Records from a data collection
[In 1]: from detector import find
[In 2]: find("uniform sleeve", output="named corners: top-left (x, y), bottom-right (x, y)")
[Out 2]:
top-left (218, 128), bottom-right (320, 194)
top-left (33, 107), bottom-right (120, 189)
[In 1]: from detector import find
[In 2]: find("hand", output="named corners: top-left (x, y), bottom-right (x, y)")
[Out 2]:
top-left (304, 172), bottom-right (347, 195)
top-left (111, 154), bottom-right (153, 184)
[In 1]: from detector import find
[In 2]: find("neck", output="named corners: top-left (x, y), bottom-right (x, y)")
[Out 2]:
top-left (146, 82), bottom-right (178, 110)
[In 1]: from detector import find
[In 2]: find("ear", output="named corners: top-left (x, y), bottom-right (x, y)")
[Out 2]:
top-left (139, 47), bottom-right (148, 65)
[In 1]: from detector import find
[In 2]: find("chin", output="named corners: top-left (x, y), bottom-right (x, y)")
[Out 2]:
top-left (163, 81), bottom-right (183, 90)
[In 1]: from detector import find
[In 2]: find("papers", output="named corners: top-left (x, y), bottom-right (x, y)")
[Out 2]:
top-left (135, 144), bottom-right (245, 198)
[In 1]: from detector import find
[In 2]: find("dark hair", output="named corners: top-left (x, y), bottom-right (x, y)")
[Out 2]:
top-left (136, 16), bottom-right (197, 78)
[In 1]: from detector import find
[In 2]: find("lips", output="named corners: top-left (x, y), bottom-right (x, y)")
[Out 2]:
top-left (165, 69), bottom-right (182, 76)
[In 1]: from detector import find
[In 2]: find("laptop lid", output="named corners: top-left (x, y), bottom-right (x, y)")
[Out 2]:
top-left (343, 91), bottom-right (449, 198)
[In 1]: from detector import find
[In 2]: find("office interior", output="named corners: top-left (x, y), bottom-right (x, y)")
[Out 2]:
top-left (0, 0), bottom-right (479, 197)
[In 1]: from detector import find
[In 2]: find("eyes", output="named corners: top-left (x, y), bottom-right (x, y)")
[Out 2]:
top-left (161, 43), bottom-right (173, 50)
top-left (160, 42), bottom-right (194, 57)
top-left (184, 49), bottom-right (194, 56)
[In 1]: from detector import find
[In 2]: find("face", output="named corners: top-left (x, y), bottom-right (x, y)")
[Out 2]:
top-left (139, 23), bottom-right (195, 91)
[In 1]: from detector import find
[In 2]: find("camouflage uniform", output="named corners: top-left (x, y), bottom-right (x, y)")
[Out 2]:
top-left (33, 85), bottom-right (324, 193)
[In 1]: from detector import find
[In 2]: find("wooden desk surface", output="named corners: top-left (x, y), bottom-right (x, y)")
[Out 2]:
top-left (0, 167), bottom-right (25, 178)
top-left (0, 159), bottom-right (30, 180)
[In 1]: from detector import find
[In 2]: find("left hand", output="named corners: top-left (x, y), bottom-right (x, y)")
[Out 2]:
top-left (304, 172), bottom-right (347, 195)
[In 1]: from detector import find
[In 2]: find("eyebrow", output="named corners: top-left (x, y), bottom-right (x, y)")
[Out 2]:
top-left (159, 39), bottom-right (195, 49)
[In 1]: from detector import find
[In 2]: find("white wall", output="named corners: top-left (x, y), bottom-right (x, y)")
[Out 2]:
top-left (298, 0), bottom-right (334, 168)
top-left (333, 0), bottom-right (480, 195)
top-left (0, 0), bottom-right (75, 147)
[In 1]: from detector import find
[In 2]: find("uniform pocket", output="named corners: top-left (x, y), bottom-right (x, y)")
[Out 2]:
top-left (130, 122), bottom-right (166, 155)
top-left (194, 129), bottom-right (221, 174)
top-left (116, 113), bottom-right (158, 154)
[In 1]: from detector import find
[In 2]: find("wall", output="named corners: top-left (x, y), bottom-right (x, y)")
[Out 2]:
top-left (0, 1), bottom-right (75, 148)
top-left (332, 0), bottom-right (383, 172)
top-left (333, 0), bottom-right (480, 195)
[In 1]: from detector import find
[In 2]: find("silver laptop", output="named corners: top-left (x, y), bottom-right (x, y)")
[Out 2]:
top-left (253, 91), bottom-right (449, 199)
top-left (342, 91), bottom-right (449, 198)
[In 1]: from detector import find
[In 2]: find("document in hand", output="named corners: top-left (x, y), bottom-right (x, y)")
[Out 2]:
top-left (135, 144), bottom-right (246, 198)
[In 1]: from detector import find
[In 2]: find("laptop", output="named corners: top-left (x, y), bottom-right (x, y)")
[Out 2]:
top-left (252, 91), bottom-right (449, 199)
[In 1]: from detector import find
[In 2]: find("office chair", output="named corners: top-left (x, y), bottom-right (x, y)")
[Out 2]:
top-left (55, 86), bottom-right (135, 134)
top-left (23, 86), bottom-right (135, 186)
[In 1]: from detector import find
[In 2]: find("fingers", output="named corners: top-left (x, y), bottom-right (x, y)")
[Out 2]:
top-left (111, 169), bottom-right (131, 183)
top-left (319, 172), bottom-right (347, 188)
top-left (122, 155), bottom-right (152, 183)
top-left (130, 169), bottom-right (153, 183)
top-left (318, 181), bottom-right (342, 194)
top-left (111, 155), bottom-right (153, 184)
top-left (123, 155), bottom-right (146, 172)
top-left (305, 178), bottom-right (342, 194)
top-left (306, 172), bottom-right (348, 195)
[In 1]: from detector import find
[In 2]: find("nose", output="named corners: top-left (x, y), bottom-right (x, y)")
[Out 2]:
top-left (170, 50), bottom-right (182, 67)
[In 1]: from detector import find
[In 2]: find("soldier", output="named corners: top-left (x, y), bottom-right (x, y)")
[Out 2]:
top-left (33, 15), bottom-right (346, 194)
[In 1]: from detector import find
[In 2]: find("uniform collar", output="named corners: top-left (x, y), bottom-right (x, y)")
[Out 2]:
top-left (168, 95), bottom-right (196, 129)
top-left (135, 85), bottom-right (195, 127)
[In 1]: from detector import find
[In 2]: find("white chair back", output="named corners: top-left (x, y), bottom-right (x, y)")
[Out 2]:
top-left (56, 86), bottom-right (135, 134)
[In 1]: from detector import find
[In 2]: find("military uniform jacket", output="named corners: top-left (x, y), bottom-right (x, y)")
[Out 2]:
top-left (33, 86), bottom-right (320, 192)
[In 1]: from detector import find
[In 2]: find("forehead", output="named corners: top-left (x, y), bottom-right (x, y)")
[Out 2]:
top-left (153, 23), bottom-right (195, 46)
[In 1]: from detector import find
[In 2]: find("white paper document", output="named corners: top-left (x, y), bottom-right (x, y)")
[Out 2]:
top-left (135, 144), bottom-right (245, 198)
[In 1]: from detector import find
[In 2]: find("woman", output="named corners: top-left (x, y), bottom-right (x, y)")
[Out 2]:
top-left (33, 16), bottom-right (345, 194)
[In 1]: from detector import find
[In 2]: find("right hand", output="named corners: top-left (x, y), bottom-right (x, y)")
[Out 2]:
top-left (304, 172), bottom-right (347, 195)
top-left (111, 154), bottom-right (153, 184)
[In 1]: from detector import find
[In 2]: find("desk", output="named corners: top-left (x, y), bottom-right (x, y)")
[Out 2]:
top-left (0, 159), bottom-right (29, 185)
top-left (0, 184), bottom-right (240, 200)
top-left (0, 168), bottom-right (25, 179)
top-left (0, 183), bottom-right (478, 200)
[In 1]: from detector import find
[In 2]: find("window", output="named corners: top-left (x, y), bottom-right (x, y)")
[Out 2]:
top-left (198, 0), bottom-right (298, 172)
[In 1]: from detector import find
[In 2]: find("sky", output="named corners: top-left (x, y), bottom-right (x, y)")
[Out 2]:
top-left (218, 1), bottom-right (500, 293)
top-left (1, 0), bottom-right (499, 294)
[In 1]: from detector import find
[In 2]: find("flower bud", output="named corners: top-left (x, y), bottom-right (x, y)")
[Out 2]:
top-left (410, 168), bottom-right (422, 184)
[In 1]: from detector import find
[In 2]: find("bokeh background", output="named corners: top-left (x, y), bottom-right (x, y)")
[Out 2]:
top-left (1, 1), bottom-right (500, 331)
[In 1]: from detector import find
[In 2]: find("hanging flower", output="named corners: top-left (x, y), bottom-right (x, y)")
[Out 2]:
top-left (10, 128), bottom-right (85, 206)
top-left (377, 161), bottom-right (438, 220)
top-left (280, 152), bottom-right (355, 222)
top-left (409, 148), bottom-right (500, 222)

### WORK REQUIRED
Say how many lines in the records contain the word "document". Nothing but the number is required.

### WRITTEN RESPONSE
2